◆ YOUR GOAL ◆
Your answer should be the lines of the listing that contain the word "sleeve".
[Start of Attachment]
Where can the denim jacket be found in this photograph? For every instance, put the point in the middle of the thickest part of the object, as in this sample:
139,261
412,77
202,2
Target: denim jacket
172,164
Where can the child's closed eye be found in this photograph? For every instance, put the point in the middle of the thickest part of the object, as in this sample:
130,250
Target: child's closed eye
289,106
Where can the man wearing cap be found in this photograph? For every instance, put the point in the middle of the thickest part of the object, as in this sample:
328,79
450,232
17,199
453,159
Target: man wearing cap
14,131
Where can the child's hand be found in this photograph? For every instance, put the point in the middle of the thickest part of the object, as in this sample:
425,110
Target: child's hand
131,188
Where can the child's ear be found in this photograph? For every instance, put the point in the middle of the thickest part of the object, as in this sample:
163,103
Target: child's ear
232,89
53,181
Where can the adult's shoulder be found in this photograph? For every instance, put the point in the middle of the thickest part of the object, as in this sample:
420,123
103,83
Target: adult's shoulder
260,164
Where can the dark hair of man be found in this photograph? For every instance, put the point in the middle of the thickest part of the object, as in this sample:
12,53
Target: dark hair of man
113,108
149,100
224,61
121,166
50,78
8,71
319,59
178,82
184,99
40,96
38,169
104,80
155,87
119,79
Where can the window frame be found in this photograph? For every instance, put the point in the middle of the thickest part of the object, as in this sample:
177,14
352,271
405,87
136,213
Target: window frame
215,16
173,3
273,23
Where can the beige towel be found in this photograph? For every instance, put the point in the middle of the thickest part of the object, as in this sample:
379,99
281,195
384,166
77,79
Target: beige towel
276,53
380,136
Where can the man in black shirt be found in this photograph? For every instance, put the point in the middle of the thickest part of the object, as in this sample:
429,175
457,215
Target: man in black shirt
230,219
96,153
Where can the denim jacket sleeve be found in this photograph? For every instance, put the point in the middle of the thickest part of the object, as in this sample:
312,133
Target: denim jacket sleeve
[End of Attachment]
◆ RESPONSE TO THE EXERCISE ◆
Where can the denim jacket sleeve be found in this photograph? For every instance, put the point in the middle of the thickest part of the object, as in this sample:
Target: denim jacket sleeve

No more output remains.